## INSTRUCTION
Only the lines from the one containing "Where can you spot the concrete" through the end of the entries should be repeated, exactly as they appear, first and last included.

--

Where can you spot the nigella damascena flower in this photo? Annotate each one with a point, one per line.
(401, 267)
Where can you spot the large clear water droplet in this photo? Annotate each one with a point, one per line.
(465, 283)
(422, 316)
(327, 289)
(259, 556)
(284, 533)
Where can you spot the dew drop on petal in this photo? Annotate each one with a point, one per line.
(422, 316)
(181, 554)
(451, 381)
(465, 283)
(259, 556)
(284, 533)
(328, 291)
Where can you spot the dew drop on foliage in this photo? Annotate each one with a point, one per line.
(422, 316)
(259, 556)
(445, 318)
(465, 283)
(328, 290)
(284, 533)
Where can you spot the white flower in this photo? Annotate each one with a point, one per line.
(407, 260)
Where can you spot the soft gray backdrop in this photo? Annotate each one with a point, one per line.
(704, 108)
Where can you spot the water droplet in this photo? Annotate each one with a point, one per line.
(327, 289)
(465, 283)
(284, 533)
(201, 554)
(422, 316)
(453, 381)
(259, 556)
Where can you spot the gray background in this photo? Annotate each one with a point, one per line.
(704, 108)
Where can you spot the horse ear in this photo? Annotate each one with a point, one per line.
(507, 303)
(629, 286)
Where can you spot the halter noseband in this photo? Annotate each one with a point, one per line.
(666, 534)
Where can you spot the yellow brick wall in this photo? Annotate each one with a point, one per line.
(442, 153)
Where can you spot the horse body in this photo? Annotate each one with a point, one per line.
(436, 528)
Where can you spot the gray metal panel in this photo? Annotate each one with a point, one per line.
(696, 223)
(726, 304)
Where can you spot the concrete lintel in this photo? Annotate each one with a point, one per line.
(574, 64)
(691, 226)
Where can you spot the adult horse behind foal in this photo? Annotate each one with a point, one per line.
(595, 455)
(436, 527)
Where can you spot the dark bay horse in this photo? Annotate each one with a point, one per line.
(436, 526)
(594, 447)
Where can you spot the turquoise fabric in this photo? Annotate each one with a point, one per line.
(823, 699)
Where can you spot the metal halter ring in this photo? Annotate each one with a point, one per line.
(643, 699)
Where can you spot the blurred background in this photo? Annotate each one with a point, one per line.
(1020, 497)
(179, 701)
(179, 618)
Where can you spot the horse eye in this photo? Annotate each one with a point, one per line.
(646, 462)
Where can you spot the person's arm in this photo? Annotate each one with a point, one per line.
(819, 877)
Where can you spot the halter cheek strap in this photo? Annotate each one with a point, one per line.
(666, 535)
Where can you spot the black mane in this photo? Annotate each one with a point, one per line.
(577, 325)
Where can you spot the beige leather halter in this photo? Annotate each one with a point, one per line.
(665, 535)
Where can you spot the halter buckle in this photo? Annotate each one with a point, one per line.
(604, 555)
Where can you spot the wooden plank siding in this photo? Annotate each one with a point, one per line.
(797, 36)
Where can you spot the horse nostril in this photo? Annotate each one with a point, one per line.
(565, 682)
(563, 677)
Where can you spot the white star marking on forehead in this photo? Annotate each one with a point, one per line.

--

## SOLVED EXERCISE
Where can you spot the concrete lintel in this photo? Annotate each one with a point, one per line.
(574, 64)
(691, 226)
Where can you spot the adult horse behind foal in this photo? Annotate each one with a point, one per line.
(595, 455)
(436, 527)
Where can you spot the dark bay horse in this photo? Annotate each one with a point, one per line.
(436, 526)
(594, 447)
Where can you spot the turquoise fabric in this photo? Annotate each one with a point, one per line.
(823, 699)
Where can you spot the metal halter ring in this photo? Annotate each one with a point, one per line.
(643, 699)
Where can you spot the blurred background in this photo? Annotate each one with a point, one per line.
(1020, 497)
(179, 701)
(179, 618)
Where can you spot the horse eye in this photo? Annotate each one with a point, one per line.
(646, 462)
Where can you spot the person's arm in this photo? Annotate each one with a point, one per line.
(819, 877)
Where can you spot the halter cheek strap in this photo? Annotate each one with a point, one per line.
(666, 535)
Where can you spot the black mane in this photo? Annotate each one with a point, one per line.
(577, 325)
Where can you spot the beige leather halter in this photo? Annotate each one with a point, one per line.
(665, 535)
Where can you spot the halter buckle in this photo? Annotate each one with a point, one per line.
(604, 555)
Where can you spot the wooden plank siding in this photo? Annotate each one with a point, one per line.
(797, 36)
Where can you spot the horse nostril in this photo? Annotate each one with a point, one per line.
(565, 682)
(563, 677)
Where can you spot the white star marking on forehead in this photo? Annotate each one with a point, one per line.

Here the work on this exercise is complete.